--- Dataset records ---

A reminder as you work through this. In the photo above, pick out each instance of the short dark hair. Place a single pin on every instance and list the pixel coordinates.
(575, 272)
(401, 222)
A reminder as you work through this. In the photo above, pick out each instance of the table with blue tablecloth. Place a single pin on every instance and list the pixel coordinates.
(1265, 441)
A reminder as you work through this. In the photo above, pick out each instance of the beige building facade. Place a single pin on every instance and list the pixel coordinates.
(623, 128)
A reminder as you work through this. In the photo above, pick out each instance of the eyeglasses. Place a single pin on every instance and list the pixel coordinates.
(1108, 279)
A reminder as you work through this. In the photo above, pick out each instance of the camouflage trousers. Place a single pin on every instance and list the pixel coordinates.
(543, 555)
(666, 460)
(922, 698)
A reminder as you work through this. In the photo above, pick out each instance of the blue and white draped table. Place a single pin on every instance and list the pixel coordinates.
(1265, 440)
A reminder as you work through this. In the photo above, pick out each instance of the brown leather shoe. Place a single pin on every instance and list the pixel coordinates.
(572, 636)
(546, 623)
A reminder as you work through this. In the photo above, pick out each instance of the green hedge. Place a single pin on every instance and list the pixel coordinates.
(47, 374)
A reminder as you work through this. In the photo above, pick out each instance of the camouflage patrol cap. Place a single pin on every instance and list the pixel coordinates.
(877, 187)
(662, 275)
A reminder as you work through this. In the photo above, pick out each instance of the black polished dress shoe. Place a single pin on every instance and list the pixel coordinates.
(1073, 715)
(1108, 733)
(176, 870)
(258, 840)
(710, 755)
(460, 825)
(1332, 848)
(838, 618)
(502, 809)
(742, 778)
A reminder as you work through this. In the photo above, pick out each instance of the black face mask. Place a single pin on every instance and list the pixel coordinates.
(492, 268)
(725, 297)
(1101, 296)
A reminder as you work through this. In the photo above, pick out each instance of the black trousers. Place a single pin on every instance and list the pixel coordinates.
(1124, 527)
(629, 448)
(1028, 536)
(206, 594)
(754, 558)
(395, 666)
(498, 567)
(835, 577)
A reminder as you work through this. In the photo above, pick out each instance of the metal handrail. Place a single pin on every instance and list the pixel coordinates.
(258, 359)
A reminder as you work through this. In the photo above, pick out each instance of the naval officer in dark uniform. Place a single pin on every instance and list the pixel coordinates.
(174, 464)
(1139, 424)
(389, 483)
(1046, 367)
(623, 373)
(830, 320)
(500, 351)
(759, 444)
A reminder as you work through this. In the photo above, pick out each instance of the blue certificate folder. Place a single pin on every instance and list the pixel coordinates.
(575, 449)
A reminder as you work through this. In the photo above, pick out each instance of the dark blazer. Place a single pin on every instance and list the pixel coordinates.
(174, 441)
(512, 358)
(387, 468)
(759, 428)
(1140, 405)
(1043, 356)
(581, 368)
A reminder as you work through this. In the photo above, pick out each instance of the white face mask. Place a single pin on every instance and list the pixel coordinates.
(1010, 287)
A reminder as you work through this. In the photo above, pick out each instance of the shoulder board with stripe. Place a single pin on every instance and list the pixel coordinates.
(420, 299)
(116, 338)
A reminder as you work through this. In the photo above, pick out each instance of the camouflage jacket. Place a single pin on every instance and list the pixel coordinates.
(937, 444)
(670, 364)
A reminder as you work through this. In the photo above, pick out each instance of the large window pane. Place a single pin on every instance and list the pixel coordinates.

---

▸ **What you should do**: Copy out all of the lines above word for word, in the same order.

▸ **Written solution**:
A reminder as you work through this. In the photo above, pick out each instance of the short dark hair. Place a single pin on every instance and list the pixel coordinates.
(575, 272)
(401, 222)
A reminder as you work through this. In the photo above, pick out each instance of the table with blue tablecloth. Place a single pin on every instance and list the pixel coordinates.
(1265, 441)
A reminder as you work through this. In the photo above, pick out each instance of the beige building facade. Place a single pin on every instance and list the pixel coordinates.
(623, 128)
A reminder as you work through this. In the photo above, pick out each instance of the eyeglasses. Place a single pin on every instance and list the pixel coordinates.
(1108, 279)
A reminder as you work through this. In the photo above, pick out each instance of the camouflage trousers. Place a single pin on every instance and list the pixel coordinates.
(543, 555)
(666, 460)
(922, 698)
A reminder as you work through this. In the photo above, pick out each instance of the blue and white draped table. Place a single pin on every instance and list the pixel coordinates.
(1265, 440)
A reminder as you work through this. In the photo above, pick out each instance of the brown leather shoe. Place a single pin on every instance and list the pixel coordinates.
(572, 636)
(546, 623)
A reminder as you work through this. In the photo above, pick out each instance of the green hedge. Place a single pin on every instance and list the pixel coordinates.
(47, 374)
A reminder as you work through this. In the photo above, pick out each instance of the camouflage patrol cap. Place a single pin on every instance and list the pixel coordinates.
(877, 187)
(662, 275)
A reminder as you work through this. In the photo above, pick out each instance of the black polished dress shoe. Place a single pin on every instance and list the pixel coordinates.
(1073, 715)
(1108, 733)
(176, 870)
(258, 840)
(710, 755)
(460, 825)
(1332, 848)
(838, 618)
(502, 809)
(742, 778)
A reminder as you work through this. In the photo above, pick out each instance of the black face mask. Place a single pin on every instance and list the pixel coordinates.
(492, 268)
(725, 297)
(1101, 296)
A reminder as you work through this. In the photo above, pick out each instance of the black trousers. Place a single pin on every instance and list the pixel coordinates.
(1124, 527)
(629, 448)
(1028, 536)
(206, 594)
(754, 558)
(395, 666)
(498, 567)
(835, 577)
A reminder as you work through this. In the photo above, pick out each instance of the metal handrail. Place a single pin on every instance and list the pixel coordinates.
(258, 359)
A reminder as you work through this. In the photo above, pick out each instance of the naval officer in dark uniform. Place a single pin on every instance and list the pixel coordinates.
(174, 464)
(1139, 424)
(389, 483)
(1046, 367)
(623, 373)
(830, 320)
(500, 351)
(759, 444)
A reminder as you work through this. In the photo above, pick out each instance of the blue certificate folder. Place a single pin on every instance and list the pixel coordinates.
(575, 449)
A reminder as you work through this. In the photo above, pick out each instance of the dark blazer. Place a single pin on every instance and list the pixel coordinates.
(174, 441)
(512, 358)
(387, 468)
(759, 428)
(1140, 405)
(1043, 356)
(581, 368)
A reminder as you work through this. In the photo above, pick out each instance of the white face mask. Place a single pin on every instance and list the pixel coordinates.
(1010, 287)
A reminder as you work through this. In the photo above, pick out each instance of the shoulder board with stripe. Place a single pin on every instance and list the pixel coordinates.
(420, 299)
(116, 338)
A reminder as you work through this. In the photo above, pick out each instance of the camouflage jacket. Place a single pin on every instance and list the pixel coordinates.
(937, 444)
(670, 364)
A reminder as you work through this. In the photo above, pick out each instance of the large window pane. Place a single pin on every instance and list the pixel coordinates.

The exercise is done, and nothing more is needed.